What you need to do
1) Print the passage on the Rwandan genocide between "After delving into" and "what took place.", inclusive.
2) In the passage on the Rwandan genocide, what dates mark the start and end of the 100 days in which the genocide took place?

Text passage
Against the backdrop of stories describing how Rwanda’s priests and nuns had enthusiastically collaborated in the genocide, Wrong recalls an unsolicited, and perhaps guilt-ridden, response from a Rwandan nun in late 1994:

“Everyone is talking about the genocide now, but the RPF had dug big cement vats, where they were going to throw all of us.”[3]

In the context of these powerful words, it is worth considering Wrong’s eloquent summation:

“Genocides do not take place in a vacuum: there is always context and a buildup. For decades, in a ghastly mirror-imaging, ethnic pogroms in Burundi and Rwanda had echoed one another, depositing layers of emotional numbing upon each community. Serving to convince both Hutus and Tutsis the other side was morally beyond the pale, they had effectively established mass killing in the collective mind as the way in which Tutsi-Hutu tensions were resolved.”[4]

Robert Higiro, a former RPA rebel and major in the Rwanda Defence Force, now exiled from Rwanda in Kagame’s ongoing purges of dissent, underscored the point more bluntly: “The troubles between Hutus and Tutsi didn’t start in 1994. The genocide was part of a process that began much, much earlier.”

The Standard Official Narrative is that Rwandan Tutsis were brutally set upon by the majority Hutus whose ethnic hatred for the minority Tutsi group found spontaneous expression in a frenzied bloodlust that left close to a million, mostly Tutsis, dead[5]. In this narrative, the Tutsi-led RPF emerges as the heroic party that stopped the genocide, restored order in Rwanda, and reconciled the polity and society at large. Part I lays out the context and buildup to the fateful day on which the Rwandan president was assassinated. I am hoping that readers will agree that the picture painted thus far renders the Standard Official Narrative unfit for consumption by serious adults. Things get much worse for the narrative when we examine the infamous 100 days in which the genocide took place from 6th April to 15th July, when the RPF seized power.

To understand what really happened in those 100 days, I’ll attempt to answer a series of questions, the answers to which will upend the Standard Official Narrative:

1.       Who shot down the plane and why?

2.       How did the genocide of Tutsis take place if there was no Hutu government in place to coordinate and execute it?

3.       Did the RPF stop the genocide?

4.       Was there a double genocide?

After delving into these questions, I’ll summarise, in one paragraph, the meaning of those 100 days.

1.       Who shot down the plane and why?

If the assassination of Habyarimana set the genocide in motion, then who shot the plane down obviously matters. Understanding who did what and why, including establishing culpability for the presidential assassinations, is part of the process of getting at a more truthful account of what took place.

Truth and genocide have always made uneasy bedfellows, and the school of thought associated with the Standard Official Narrative is hostile to any suggestion that Habyarimana might have been assassinated by the RPF because that way lies the path to all manner of heresy, such as genocide denial, or equally sinful, the double genocide theory.[6] The Standard Official Narrative lays the blame for the assassination squarely at the feet of Hutu extremist factions within the Habyarimana government who, it is claimed, would never accept what they saw as the stitch-up of the Arusha Accords. This faction, and only this faction, it is claimed, had an incentive to remove Habyarimana.

Coordinate labeling data
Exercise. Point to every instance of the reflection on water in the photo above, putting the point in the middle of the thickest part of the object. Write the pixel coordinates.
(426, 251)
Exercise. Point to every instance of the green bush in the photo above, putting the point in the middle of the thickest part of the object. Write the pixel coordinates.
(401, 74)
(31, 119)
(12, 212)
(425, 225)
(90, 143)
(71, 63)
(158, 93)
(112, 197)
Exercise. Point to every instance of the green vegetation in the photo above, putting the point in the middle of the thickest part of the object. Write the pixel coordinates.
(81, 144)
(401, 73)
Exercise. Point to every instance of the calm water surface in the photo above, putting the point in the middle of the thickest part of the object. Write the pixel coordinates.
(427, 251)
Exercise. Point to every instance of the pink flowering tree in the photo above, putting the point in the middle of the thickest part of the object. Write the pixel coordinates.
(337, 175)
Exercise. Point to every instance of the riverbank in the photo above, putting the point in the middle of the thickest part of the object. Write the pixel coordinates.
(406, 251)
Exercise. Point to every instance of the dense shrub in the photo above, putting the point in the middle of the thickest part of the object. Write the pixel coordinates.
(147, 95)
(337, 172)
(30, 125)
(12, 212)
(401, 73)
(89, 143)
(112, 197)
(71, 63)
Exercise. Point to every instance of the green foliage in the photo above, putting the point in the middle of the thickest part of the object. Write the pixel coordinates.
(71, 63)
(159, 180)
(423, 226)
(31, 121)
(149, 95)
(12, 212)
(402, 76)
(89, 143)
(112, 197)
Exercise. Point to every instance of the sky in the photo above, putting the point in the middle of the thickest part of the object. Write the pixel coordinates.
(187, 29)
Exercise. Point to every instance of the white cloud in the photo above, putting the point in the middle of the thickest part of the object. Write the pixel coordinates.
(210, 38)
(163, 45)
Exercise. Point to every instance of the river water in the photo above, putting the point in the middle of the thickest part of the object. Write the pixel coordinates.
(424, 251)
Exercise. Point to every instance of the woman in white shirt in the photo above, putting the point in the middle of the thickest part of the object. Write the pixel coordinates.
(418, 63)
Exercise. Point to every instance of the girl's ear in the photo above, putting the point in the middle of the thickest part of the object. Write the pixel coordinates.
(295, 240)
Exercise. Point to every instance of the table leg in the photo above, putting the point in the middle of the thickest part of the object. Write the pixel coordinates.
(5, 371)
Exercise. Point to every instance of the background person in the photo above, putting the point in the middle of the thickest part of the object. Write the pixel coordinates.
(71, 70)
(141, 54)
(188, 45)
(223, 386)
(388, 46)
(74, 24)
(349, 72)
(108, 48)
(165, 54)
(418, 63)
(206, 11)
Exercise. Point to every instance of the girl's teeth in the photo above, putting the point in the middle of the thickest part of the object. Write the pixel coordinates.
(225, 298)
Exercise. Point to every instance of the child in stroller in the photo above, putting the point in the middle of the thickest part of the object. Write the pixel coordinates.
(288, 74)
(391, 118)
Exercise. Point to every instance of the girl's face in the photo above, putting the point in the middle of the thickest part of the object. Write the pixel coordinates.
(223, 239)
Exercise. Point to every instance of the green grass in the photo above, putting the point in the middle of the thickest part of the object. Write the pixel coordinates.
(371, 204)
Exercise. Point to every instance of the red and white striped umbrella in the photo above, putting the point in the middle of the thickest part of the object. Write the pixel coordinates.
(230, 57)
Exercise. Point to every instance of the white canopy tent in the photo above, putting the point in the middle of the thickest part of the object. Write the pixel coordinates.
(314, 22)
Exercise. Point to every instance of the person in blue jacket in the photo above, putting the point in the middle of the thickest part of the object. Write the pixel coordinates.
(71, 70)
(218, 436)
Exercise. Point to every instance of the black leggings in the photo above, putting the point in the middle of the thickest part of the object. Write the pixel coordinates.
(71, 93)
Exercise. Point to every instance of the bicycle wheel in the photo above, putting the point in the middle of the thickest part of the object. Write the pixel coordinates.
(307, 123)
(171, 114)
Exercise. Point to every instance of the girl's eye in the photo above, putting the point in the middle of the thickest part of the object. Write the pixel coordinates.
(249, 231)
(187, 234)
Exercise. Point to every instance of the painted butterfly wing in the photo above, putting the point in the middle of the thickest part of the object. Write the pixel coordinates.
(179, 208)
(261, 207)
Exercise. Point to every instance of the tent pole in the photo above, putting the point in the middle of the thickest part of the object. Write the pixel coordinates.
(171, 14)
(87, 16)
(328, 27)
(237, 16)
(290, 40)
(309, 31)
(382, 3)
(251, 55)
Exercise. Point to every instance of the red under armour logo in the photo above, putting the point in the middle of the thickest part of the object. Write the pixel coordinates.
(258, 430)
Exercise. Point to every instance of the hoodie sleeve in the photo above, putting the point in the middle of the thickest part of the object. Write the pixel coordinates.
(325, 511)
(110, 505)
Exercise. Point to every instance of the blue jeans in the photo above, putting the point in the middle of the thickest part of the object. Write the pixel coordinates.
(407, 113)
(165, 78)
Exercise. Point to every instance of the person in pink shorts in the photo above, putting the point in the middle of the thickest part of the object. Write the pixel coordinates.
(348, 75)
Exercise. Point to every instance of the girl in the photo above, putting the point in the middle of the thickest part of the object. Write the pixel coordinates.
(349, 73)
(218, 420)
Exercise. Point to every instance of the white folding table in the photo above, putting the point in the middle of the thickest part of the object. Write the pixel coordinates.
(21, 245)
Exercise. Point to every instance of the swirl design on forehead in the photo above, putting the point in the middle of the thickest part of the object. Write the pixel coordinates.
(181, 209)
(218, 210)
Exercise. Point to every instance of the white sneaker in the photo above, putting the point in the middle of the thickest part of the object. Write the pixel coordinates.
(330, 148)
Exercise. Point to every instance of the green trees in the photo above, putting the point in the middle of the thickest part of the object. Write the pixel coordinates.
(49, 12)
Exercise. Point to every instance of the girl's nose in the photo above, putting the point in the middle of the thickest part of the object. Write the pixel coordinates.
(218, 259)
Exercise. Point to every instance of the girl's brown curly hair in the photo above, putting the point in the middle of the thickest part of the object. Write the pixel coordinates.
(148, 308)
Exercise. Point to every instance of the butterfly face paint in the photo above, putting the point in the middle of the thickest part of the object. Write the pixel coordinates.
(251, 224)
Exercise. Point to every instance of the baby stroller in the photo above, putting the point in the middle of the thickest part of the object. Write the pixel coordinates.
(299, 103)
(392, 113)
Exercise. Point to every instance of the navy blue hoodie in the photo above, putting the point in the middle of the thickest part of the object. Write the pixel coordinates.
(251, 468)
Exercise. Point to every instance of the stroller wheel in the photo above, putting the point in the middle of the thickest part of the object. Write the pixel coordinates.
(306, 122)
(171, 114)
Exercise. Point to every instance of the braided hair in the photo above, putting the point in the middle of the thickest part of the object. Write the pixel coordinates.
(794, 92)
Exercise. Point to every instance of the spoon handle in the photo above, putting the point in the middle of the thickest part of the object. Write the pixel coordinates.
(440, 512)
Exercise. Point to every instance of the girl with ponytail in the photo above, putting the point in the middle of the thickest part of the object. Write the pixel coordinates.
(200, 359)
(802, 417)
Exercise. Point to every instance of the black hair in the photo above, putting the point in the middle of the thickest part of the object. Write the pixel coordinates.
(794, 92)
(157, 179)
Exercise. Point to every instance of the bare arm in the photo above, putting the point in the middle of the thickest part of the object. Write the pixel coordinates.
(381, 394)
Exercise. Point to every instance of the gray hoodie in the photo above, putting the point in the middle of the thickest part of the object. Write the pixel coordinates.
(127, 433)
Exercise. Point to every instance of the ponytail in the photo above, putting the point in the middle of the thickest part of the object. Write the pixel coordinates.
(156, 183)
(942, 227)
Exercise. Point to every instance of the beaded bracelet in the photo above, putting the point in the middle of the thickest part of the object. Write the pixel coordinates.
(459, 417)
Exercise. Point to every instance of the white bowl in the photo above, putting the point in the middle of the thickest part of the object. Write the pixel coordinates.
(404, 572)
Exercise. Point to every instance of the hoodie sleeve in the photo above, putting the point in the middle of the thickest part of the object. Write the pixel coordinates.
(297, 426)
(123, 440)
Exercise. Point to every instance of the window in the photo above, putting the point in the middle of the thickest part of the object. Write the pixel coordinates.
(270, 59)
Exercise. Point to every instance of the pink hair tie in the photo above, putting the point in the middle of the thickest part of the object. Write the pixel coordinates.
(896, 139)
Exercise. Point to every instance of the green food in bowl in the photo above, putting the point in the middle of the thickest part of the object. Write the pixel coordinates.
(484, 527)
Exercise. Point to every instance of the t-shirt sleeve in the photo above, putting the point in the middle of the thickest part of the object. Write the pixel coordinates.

Answers to the problems
1)
After delving into these questions, I’ll summarise, in one paragraph, the meaning of those 100 days.

1.       Who shot down the plane and why?

If the assassination of Habyarimana set the genocide in motion, then who shot the plane down obviously matters. Understanding who did what and why, including establishing culpability for the presidential assassinations, is part of the process of getting at a more truthful account of what took place.

2) The 100 days ran from 6th April to 15th July, when the RPF seized power.